··· Entries

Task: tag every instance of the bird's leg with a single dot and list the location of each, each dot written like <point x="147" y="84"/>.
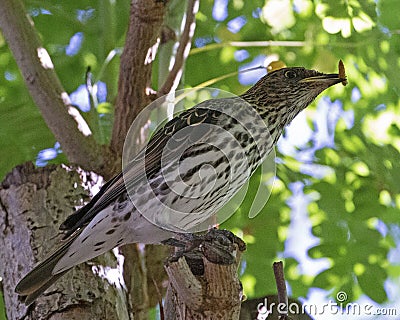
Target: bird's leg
<point x="217" y="246"/>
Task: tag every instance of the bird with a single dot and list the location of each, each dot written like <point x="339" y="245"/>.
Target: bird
<point x="189" y="169"/>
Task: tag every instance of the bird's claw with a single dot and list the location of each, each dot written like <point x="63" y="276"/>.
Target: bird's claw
<point x="217" y="246"/>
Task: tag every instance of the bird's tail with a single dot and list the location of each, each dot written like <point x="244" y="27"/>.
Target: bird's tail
<point x="41" y="277"/>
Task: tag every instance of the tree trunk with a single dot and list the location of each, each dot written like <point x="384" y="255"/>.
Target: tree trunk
<point x="33" y="202"/>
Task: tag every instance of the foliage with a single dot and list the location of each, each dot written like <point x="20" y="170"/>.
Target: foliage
<point x="353" y="137"/>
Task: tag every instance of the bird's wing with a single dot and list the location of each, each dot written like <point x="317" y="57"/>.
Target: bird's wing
<point x="149" y="158"/>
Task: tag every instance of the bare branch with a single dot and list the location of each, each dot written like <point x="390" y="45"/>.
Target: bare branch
<point x="66" y="123"/>
<point x="182" y="52"/>
<point x="146" y="17"/>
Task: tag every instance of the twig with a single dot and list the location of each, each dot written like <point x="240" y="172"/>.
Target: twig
<point x="281" y="287"/>
<point x="66" y="123"/>
<point x="182" y="52"/>
<point x="249" y="44"/>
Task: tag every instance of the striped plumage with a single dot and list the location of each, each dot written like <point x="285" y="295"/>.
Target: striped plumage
<point x="189" y="169"/>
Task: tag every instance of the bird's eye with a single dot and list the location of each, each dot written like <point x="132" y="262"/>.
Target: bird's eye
<point x="290" y="74"/>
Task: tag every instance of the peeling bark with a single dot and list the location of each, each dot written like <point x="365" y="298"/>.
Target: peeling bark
<point x="33" y="202"/>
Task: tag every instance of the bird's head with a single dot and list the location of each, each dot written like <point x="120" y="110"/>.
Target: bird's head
<point x="287" y="91"/>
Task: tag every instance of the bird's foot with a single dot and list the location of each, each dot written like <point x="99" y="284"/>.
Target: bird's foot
<point x="217" y="246"/>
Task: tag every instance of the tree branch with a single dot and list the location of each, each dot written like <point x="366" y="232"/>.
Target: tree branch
<point x="67" y="125"/>
<point x="146" y="17"/>
<point x="281" y="287"/>
<point x="182" y="52"/>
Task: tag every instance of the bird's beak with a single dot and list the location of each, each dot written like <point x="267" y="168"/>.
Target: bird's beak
<point x="331" y="79"/>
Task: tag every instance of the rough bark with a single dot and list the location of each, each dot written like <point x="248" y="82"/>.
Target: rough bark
<point x="216" y="293"/>
<point x="32" y="204"/>
<point x="146" y="18"/>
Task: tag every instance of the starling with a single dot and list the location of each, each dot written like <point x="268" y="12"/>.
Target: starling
<point x="163" y="192"/>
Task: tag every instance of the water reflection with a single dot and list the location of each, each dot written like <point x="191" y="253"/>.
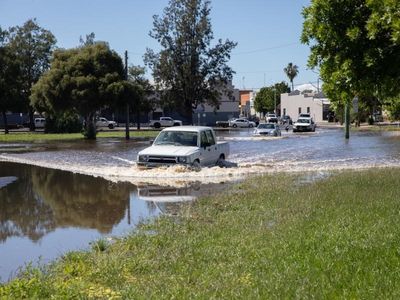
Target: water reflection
<point x="43" y="199"/>
<point x="46" y="212"/>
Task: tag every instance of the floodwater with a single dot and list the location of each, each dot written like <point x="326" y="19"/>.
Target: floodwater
<point x="57" y="197"/>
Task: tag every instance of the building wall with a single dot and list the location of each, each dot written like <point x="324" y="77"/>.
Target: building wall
<point x="292" y="103"/>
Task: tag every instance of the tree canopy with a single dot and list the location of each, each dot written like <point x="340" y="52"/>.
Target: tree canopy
<point x="9" y="98"/>
<point x="81" y="80"/>
<point x="32" y="47"/>
<point x="188" y="70"/>
<point x="291" y="72"/>
<point x="356" y="45"/>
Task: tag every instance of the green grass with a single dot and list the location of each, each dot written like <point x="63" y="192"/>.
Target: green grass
<point x="39" y="136"/>
<point x="268" y="238"/>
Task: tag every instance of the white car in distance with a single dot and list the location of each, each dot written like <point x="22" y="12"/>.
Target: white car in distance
<point x="304" y="124"/>
<point x="267" y="129"/>
<point x="103" y="122"/>
<point x="241" y="122"/>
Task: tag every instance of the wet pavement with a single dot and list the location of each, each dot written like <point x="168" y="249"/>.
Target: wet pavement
<point x="60" y="196"/>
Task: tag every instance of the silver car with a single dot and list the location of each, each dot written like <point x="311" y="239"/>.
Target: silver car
<point x="270" y="129"/>
<point x="241" y="122"/>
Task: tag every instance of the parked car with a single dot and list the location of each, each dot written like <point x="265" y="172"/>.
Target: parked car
<point x="223" y="124"/>
<point x="255" y="119"/>
<point x="165" y="122"/>
<point x="304" y="115"/>
<point x="242" y="122"/>
<point x="40" y="122"/>
<point x="304" y="124"/>
<point x="286" y="120"/>
<point x="103" y="122"/>
<point x="271" y="118"/>
<point x="271" y="129"/>
<point x="193" y="146"/>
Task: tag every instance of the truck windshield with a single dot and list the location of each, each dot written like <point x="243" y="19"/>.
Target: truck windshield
<point x="178" y="138"/>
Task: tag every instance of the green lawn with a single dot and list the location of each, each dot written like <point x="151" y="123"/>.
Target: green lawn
<point x="38" y="136"/>
<point x="267" y="238"/>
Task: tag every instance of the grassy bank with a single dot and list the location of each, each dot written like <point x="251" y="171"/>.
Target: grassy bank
<point x="269" y="237"/>
<point x="39" y="136"/>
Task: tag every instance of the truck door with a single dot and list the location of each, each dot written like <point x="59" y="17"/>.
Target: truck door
<point x="208" y="148"/>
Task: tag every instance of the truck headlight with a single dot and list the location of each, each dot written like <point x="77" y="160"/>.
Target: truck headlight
<point x="143" y="158"/>
<point x="182" y="159"/>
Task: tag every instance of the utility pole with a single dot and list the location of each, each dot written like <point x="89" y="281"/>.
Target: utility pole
<point x="127" y="103"/>
<point x="347" y="119"/>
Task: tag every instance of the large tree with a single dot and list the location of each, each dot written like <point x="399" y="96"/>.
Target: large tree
<point x="9" y="99"/>
<point x="188" y="70"/>
<point x="32" y="46"/>
<point x="80" y="80"/>
<point x="291" y="72"/>
<point x="269" y="97"/>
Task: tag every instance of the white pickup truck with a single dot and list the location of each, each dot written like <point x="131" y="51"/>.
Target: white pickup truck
<point x="193" y="146"/>
<point x="164" y="122"/>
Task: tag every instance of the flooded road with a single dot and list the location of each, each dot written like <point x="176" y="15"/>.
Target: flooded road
<point x="60" y="196"/>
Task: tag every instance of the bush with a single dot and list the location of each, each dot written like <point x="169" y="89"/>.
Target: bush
<point x="63" y="123"/>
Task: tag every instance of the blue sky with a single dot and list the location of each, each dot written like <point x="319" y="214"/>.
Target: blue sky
<point x="267" y="31"/>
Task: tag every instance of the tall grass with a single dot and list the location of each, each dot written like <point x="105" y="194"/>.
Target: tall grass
<point x="268" y="238"/>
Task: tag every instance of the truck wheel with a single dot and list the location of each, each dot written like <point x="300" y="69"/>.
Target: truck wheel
<point x="196" y="166"/>
<point x="221" y="161"/>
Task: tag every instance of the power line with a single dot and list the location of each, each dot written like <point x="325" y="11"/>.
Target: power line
<point x="266" y="49"/>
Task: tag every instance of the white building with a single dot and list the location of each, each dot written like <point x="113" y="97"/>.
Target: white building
<point x="297" y="102"/>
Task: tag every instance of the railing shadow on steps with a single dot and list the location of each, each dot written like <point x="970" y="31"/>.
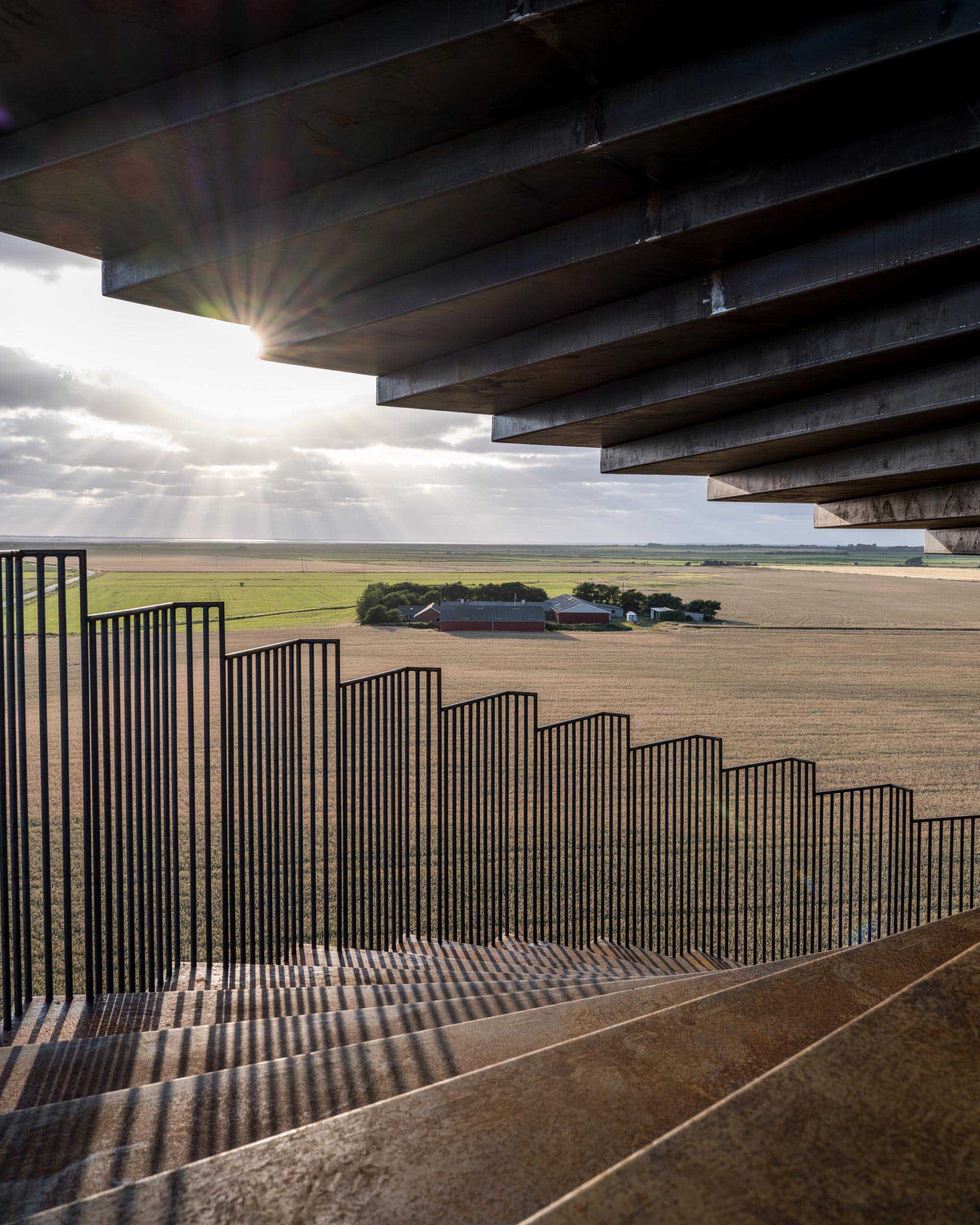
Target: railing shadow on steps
<point x="359" y="813"/>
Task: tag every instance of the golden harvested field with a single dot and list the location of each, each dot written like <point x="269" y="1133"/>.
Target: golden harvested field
<point x="868" y="705"/>
<point x="886" y="707"/>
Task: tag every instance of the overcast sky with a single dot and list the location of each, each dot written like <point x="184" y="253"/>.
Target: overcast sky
<point x="123" y="421"/>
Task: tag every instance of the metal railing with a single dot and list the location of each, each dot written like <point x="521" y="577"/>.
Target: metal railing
<point x="146" y="772"/>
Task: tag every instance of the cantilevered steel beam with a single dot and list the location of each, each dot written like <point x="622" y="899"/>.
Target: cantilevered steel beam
<point x="498" y="183"/>
<point x="941" y="506"/>
<point x="912" y="402"/>
<point x="946" y="456"/>
<point x="679" y="322"/>
<point x="767" y="372"/>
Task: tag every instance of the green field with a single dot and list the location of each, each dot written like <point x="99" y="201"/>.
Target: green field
<point x="267" y="586"/>
<point x="267" y="599"/>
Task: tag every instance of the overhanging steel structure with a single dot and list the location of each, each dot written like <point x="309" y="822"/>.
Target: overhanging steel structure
<point x="706" y="239"/>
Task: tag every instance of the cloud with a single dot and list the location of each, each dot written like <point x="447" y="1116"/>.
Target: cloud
<point x="43" y="261"/>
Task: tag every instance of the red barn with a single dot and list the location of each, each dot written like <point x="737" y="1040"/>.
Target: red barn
<point x="573" y="610"/>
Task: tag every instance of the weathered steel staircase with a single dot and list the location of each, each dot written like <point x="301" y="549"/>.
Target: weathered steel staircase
<point x="352" y="954"/>
<point x="461" y="1083"/>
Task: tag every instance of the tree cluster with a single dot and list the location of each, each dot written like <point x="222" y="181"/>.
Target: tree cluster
<point x="379" y="602"/>
<point x="631" y="601"/>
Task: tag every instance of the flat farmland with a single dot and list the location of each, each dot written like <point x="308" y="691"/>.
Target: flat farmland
<point x="869" y="708"/>
<point x="870" y="673"/>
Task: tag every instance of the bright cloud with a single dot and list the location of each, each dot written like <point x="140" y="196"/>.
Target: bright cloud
<point x="120" y="421"/>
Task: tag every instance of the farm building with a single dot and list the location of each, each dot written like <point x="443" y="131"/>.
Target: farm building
<point x="489" y="616"/>
<point x="573" y="610"/>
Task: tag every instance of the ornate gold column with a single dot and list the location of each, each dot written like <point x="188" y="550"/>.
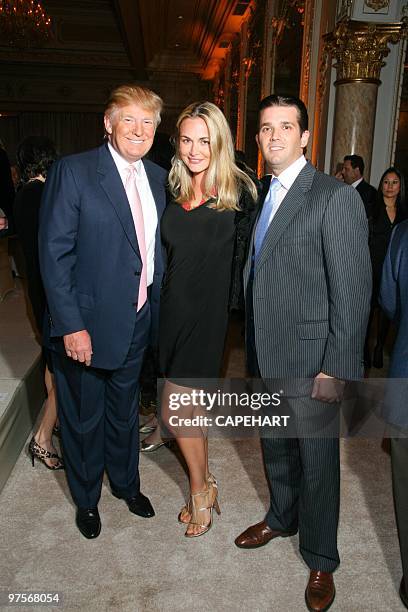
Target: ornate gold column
<point x="358" y="49"/>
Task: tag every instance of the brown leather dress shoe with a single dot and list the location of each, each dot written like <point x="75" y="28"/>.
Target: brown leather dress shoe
<point x="320" y="591"/>
<point x="259" y="535"/>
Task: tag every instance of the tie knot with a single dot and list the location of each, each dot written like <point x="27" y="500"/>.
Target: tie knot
<point x="131" y="171"/>
<point x="275" y="184"/>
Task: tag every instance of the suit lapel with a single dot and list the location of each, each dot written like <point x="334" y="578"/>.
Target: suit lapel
<point x="112" y="185"/>
<point x="290" y="205"/>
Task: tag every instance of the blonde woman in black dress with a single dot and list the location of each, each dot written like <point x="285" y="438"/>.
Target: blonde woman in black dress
<point x="205" y="229"/>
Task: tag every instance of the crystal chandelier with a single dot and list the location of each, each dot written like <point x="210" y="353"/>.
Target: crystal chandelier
<point x="23" y="23"/>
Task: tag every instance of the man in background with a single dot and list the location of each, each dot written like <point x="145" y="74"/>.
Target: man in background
<point x="353" y="171"/>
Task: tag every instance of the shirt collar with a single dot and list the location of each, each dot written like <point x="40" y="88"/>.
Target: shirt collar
<point x="356" y="183"/>
<point x="122" y="164"/>
<point x="289" y="175"/>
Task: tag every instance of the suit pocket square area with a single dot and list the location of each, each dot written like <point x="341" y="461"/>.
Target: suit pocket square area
<point x="313" y="330"/>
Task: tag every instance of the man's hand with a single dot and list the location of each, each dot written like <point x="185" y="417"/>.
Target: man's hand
<point x="78" y="346"/>
<point x="327" y="388"/>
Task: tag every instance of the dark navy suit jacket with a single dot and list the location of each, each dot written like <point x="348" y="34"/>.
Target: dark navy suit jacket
<point x="394" y="301"/>
<point x="89" y="256"/>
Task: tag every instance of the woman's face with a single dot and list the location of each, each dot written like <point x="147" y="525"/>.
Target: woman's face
<point x="194" y="145"/>
<point x="391" y="185"/>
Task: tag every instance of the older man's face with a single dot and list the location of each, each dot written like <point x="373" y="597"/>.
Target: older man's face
<point x="131" y="130"/>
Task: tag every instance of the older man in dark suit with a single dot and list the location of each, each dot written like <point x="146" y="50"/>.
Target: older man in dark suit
<point x="394" y="302"/>
<point x="102" y="266"/>
<point x="308" y="287"/>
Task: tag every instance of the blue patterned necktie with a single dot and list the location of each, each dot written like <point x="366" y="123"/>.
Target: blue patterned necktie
<point x="263" y="221"/>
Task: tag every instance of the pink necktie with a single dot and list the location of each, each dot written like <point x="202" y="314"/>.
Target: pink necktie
<point x="137" y="214"/>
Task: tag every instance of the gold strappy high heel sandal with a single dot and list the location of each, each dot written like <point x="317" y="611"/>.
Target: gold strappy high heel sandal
<point x="200" y="503"/>
<point x="186" y="509"/>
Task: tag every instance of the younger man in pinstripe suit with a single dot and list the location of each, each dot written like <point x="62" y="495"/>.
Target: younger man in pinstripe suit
<point x="308" y="288"/>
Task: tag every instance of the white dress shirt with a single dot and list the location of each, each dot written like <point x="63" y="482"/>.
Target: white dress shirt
<point x="148" y="205"/>
<point x="286" y="179"/>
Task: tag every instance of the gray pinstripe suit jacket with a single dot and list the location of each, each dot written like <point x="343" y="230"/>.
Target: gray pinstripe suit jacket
<point x="312" y="282"/>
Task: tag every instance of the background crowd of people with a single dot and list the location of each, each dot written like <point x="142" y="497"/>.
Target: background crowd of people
<point x="218" y="234"/>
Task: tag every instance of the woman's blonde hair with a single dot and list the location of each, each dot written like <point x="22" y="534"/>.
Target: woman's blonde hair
<point x="222" y="175"/>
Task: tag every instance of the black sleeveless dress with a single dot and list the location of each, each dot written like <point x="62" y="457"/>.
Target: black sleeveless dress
<point x="194" y="300"/>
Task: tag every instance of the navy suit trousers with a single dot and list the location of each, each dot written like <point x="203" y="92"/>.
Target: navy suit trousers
<point x="99" y="415"/>
<point x="303" y="473"/>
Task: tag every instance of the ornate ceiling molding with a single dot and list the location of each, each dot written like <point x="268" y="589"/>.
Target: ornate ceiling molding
<point x="359" y="48"/>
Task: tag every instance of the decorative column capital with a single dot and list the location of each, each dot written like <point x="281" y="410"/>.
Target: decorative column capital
<point x="359" y="48"/>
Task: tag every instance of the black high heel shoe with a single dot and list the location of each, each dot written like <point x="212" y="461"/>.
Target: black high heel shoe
<point x="42" y="454"/>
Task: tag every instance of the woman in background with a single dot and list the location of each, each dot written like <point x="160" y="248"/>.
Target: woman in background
<point x="205" y="231"/>
<point x="389" y="210"/>
<point x="35" y="155"/>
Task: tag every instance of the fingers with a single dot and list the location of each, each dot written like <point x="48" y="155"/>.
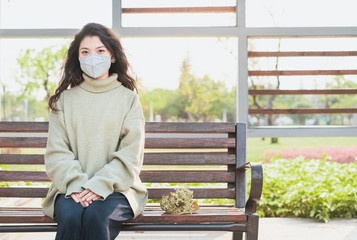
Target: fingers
<point x="75" y="197"/>
<point x="89" y="196"/>
<point x="85" y="192"/>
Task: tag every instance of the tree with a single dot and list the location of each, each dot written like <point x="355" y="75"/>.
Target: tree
<point x="201" y="99"/>
<point x="339" y="101"/>
<point x="39" y="70"/>
<point x="160" y="102"/>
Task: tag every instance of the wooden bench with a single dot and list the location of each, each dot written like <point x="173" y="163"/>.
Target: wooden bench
<point x="209" y="153"/>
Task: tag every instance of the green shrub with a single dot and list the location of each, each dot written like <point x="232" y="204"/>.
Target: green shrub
<point x="309" y="189"/>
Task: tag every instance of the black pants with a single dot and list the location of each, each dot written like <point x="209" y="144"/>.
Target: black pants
<point x="101" y="220"/>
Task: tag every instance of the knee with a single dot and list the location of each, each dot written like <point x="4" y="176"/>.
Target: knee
<point x="68" y="215"/>
<point x="93" y="216"/>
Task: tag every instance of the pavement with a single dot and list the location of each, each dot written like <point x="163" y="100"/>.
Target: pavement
<point x="269" y="229"/>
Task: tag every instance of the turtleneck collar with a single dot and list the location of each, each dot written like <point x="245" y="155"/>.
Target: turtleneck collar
<point x="100" y="85"/>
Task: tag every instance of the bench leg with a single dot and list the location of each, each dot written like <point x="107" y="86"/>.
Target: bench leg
<point x="252" y="229"/>
<point x="237" y="236"/>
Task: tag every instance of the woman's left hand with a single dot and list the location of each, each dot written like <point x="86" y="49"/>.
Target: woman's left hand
<point x="89" y="196"/>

······

What is needed: Beginning with the line that contains "Task: tag every instance of the turtleneck", repeat every line through the end of the records and nothing more.

Response below:
Task: tag every instance of the turtleneck collar with a single dot and list the location of each, each dot written like <point x="245" y="155"/>.
Target: turtleneck collar
<point x="100" y="85"/>
Task: tag every instance of the bench leg with a single dot and list the location of each, each dot written like <point x="107" y="86"/>.
Target: bench leg
<point x="252" y="229"/>
<point x="237" y="236"/>
Task: tag every instance of the woman's left hand with a single dot and list the location of each, each dot written like <point x="86" y="49"/>.
Target: woman's left hand
<point x="89" y="196"/>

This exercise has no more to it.